[JOB] Starting at the beginning of the records and ending with the line that contains "<point>1054,266</point>", including that line, give every line again with the requests unchanged and every answer coordinate multiplied by 1.5 and rounded to a whole number, halves up. Please leave the pictures out, and return only these lines.

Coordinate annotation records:
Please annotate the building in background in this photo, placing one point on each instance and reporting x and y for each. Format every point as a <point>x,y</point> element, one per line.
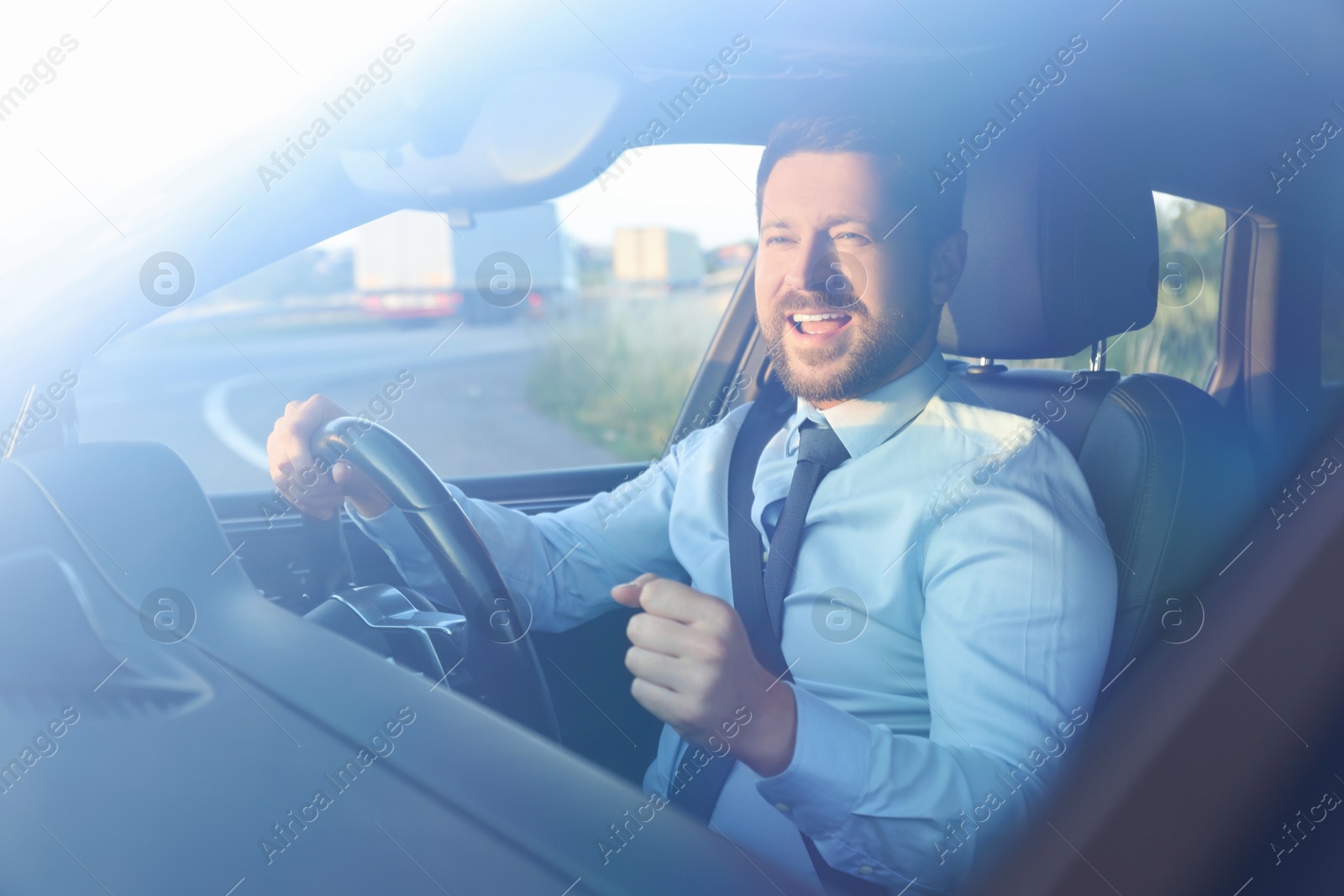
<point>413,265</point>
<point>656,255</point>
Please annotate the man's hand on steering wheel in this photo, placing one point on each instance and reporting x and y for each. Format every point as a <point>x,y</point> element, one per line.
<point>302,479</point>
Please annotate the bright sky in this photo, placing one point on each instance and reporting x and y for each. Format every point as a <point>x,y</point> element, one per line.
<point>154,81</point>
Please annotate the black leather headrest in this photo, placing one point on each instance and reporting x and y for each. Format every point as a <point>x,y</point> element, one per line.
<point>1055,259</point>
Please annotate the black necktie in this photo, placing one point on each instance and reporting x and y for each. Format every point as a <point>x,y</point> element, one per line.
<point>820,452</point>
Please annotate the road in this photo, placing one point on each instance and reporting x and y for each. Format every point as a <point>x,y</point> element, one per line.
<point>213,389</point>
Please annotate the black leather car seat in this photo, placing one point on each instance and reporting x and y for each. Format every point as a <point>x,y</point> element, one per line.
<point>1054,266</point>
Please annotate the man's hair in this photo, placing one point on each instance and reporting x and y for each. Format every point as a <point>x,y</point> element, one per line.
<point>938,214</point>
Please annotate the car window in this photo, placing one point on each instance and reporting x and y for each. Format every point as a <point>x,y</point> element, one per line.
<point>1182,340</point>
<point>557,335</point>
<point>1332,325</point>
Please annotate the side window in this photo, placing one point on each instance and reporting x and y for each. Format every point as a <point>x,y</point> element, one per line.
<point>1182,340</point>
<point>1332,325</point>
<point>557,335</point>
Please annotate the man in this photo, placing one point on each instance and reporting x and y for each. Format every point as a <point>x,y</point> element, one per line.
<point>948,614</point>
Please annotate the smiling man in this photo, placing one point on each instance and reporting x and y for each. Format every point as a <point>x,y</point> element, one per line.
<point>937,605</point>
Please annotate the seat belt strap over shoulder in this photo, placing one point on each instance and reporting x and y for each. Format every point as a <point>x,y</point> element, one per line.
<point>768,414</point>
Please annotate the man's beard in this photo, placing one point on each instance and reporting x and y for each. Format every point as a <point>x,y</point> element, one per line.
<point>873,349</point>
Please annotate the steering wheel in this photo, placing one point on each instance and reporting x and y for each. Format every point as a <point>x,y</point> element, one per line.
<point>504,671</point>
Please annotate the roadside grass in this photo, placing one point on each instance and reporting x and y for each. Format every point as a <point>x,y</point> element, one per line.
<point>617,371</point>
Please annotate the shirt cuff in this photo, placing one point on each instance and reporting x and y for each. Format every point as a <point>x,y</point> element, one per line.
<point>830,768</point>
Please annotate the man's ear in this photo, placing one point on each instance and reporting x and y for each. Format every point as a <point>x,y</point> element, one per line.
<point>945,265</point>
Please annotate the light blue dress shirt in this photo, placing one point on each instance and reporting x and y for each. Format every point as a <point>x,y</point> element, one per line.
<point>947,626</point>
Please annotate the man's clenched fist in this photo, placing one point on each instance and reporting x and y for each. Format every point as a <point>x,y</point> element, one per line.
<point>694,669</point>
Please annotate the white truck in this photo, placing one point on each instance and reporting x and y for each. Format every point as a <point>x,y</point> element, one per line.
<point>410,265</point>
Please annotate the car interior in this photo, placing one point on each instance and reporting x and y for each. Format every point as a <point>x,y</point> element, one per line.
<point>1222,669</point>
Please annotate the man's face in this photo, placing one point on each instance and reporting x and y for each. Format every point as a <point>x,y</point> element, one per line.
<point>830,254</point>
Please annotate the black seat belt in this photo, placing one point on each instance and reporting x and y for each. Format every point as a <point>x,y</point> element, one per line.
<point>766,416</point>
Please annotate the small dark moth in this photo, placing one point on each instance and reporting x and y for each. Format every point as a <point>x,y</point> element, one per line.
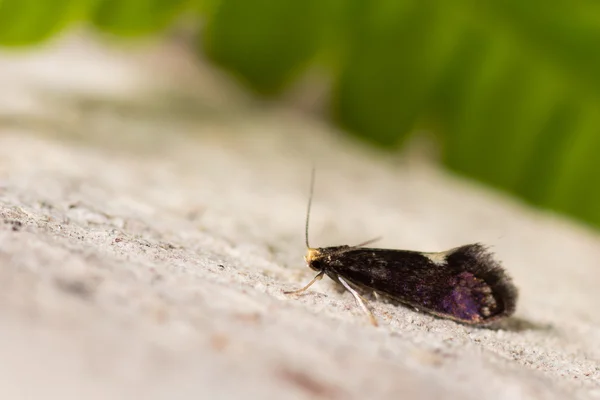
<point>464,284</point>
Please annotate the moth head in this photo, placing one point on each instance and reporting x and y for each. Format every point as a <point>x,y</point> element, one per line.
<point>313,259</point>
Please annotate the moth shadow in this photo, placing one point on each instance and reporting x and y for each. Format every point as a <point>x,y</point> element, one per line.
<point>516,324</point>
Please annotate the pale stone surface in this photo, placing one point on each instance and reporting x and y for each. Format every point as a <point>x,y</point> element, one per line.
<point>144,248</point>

[RESULT]
Please annotate the building in background in this photo, placing one point on each instance and reporting x and y for each. Format every point as a <point>x,y</point> element, one per line.
<point>620,398</point>
<point>984,383</point>
Please annotate the man's hand on steering wheel in this photo, placing one point on each instance and reporting x and y for each. Format every point as a <point>x,y</point> element, one per line.
<point>453,719</point>
Please annotate the bright sky in this photo, placing one point on each instance and reporting x and y for each. Format every point as a <point>x,y</point> element, one per line.
<point>231,122</point>
Please annotate the black leather headrest in this photo, placing one point on each instance and reporting x and y for each. Format every point as a <point>x,y</point> element, one per line.
<point>1583,389</point>
Please annotate the black necktie in this photo, placing one point on each instance and reporting x and y for each. Format every point as a <point>x,y</point> element, one per line.
<point>1230,678</point>
Please annotate the road in this photo, placing one point on each instance and reporting x and y for each. Format every point as a <point>x,y</point> element, one per line.
<point>320,584</point>
Please annotate the black leather car seat in this photo, placing one point on each instance and reporting x and y for each. Format every point as a <point>x,y</point> element, one per line.
<point>1581,399</point>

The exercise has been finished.